» Task goal
Copy the lines of each item below, substituting "integer pixels" for every occurrence of "whole pixels" and keeping everything else identical.

# # #

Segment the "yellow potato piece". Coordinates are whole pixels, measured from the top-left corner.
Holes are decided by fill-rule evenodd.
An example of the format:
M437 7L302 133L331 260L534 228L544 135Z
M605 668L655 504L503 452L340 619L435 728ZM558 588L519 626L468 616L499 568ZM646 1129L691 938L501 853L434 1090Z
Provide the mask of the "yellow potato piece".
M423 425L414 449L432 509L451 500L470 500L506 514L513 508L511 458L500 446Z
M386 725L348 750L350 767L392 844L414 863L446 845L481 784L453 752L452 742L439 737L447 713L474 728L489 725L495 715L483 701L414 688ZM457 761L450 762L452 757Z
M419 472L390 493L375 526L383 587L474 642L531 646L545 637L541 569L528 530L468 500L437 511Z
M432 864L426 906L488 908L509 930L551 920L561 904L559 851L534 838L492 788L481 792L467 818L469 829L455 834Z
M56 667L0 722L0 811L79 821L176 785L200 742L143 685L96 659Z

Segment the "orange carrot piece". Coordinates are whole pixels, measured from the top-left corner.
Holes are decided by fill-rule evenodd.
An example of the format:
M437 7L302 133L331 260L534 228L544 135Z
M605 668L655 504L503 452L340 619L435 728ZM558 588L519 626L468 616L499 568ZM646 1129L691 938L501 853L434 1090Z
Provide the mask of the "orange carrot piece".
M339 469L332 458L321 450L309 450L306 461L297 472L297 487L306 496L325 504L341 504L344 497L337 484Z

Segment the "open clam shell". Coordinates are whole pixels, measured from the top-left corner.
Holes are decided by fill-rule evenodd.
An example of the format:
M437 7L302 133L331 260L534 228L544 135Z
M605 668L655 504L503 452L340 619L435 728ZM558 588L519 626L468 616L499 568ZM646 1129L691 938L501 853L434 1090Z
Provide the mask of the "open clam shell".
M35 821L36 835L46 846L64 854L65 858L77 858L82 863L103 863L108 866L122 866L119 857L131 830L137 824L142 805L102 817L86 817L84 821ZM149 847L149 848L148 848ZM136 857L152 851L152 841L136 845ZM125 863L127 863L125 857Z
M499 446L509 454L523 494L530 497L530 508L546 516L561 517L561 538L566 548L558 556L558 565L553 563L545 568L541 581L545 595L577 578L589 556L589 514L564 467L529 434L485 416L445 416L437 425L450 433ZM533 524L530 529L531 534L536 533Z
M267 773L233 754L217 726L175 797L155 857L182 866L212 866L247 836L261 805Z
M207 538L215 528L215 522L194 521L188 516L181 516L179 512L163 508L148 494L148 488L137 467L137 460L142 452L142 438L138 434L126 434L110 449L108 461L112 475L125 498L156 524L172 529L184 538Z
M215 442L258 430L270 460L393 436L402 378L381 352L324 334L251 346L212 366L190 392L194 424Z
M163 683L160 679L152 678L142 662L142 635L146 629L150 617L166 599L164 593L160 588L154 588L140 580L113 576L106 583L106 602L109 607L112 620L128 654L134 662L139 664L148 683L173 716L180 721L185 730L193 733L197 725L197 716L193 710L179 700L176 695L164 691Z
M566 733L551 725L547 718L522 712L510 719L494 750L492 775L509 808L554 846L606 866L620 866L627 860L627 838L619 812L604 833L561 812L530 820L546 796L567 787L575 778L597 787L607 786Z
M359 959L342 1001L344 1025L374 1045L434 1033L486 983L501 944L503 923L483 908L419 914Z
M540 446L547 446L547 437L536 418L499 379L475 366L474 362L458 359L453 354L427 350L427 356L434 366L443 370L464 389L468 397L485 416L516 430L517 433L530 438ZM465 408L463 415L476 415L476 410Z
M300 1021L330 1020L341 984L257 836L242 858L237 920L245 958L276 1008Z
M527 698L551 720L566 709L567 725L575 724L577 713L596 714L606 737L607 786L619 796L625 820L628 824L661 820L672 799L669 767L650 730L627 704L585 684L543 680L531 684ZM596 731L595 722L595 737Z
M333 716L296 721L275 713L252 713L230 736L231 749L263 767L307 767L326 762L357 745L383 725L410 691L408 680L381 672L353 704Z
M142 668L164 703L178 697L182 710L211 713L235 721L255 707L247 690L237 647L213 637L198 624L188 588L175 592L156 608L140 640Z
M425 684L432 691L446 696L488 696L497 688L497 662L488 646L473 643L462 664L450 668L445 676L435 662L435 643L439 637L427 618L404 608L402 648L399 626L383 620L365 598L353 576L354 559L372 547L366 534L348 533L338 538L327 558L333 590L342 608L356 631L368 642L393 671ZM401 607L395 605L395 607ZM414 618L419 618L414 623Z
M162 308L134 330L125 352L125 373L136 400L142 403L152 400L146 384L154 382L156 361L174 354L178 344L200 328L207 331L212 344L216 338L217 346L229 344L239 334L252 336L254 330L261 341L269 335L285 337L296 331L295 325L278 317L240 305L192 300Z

# # #

» Full output
Segment the "yellow potato piece". Coordinates are integer pixels, measured from the top-left corner.
Holes are decided by fill-rule evenodd.
An example of the format:
M437 7L302 133L331 260L534 228L544 135Z
M605 668L655 504L503 452L340 619L435 728ZM558 588L519 626L468 616L499 568ZM646 1129L691 938L501 853L434 1090Z
Provide the mask of the "yellow potato piece".
M423 425L414 449L432 509L451 500L470 500L506 514L513 508L511 458L500 446Z
M386 725L348 750L350 767L392 844L414 863L446 845L481 784L453 752L452 742L439 737L447 713L474 728L489 725L495 715L483 701L414 688ZM457 761L450 762L452 757Z
M419 472L390 493L375 526L383 587L474 642L531 646L545 637L541 569L528 530L468 500L437 511Z
M432 864L426 906L488 908L509 930L551 920L561 904L559 851L534 838L492 788L481 792L467 818L469 829L455 834Z
M56 667L0 722L0 811L79 821L176 785L200 742L143 685L96 659Z

Segment the "orange carrot piece". Coordinates are integer pixels, measured from the top-left corner.
Holes are decided by fill-rule evenodd.
An example of the format:
M437 7L302 133L331 260L534 228L544 135Z
M605 668L655 504L503 452L340 619L435 728ZM558 588L519 626L468 616L499 568ZM646 1129L691 938L501 853L434 1090Z
Provide the mask of the "orange carrot piece".
M339 469L332 458L321 450L309 450L306 461L297 472L297 487L306 496L325 504L341 504L344 497L337 484Z

Segment the "open clam shell". Coordinates are integer pixels, measured from the top-left corner.
Holes are decided by fill-rule evenodd.
An example of the format:
M437 7L302 133L331 260L534 228L544 135Z
M605 668L655 504L503 452L340 619L435 728ZM558 588L519 626L468 616L499 568ZM646 1129L691 938L501 853L434 1090Z
Provide the mask of the "open clam shell".
M35 821L36 835L46 846L64 854L65 858L77 858L82 863L103 863L108 866L122 866L119 857L131 830L137 824L142 805L102 817L86 817L84 821ZM149 847L149 848L148 848ZM136 857L152 851L152 841L136 845ZM125 863L127 863L125 857Z
M499 446L509 454L523 494L530 497L530 508L546 516L561 517L561 538L566 548L558 556L558 565L553 563L545 568L541 581L545 595L577 578L589 556L589 514L564 467L529 434L485 416L445 416L437 425L450 433ZM533 524L530 529L531 534L536 533Z
M267 773L233 754L217 726L175 797L155 857L182 866L212 866L247 836L261 805Z
M207 538L215 528L215 522L194 521L188 516L181 516L179 512L163 508L148 494L148 488L137 467L137 460L142 452L142 438L138 434L126 434L110 449L108 461L112 475L125 498L156 524L172 529L184 538Z
M215 442L258 430L270 460L393 436L402 378L381 352L324 334L251 346L212 366L190 392L194 424Z
M163 683L160 679L152 678L142 662L142 635L146 629L150 617L166 599L164 593L160 588L154 588L140 580L113 576L106 583L106 602L109 607L112 620L128 654L134 662L139 664L148 683L173 716L180 721L185 730L193 733L197 725L197 716L193 710L179 700L176 695L164 691Z
M566 733L551 725L547 718L522 712L510 719L494 750L492 775L509 808L554 846L606 866L620 866L627 860L627 838L619 812L604 833L561 812L530 820L546 796L567 787L575 778L597 787L607 786Z
M359 959L342 1001L344 1025L374 1045L434 1033L486 983L501 944L503 923L483 908L419 914Z
M540 446L547 446L547 437L536 418L499 379L475 366L474 362L458 359L453 354L427 350L427 356L434 366L443 370L464 389L468 397L485 416L516 430L517 433L530 438ZM465 408L463 415L476 415L476 410Z
M300 1021L330 1020L341 984L257 836L242 858L237 920L245 958L276 1008Z
M527 698L551 720L566 709L567 725L575 724L577 713L596 714L606 737L607 786L619 796L625 820L628 824L661 820L672 799L669 767L650 730L627 704L585 684L543 680L531 684ZM596 731L595 722L595 737Z
M333 716L296 721L275 713L252 713L230 736L231 749L263 767L307 767L326 762L357 745L383 725L410 691L408 680L381 672L353 704Z
M142 668L164 703L178 697L182 710L211 713L235 721L255 707L247 690L237 647L213 637L198 624L188 588L175 592L156 608L140 640Z
M425 684L432 691L446 696L488 696L497 688L497 662L488 646L473 643L462 664L450 668L445 676L435 662L435 643L439 637L427 618L404 608L402 648L399 626L383 620L365 598L353 576L354 559L372 547L366 534L348 533L338 538L327 558L333 590L342 608L356 631L368 642L393 671ZM401 607L395 605L395 607ZM414 618L419 618L414 623Z
M162 308L134 330L125 352L125 373L136 400L142 403L152 400L146 384L154 382L156 361L174 354L178 344L200 328L207 331L212 344L216 338L217 346L229 344L239 334L252 336L254 330L261 341L269 335L285 337L296 331L295 325L278 317L240 305L192 300Z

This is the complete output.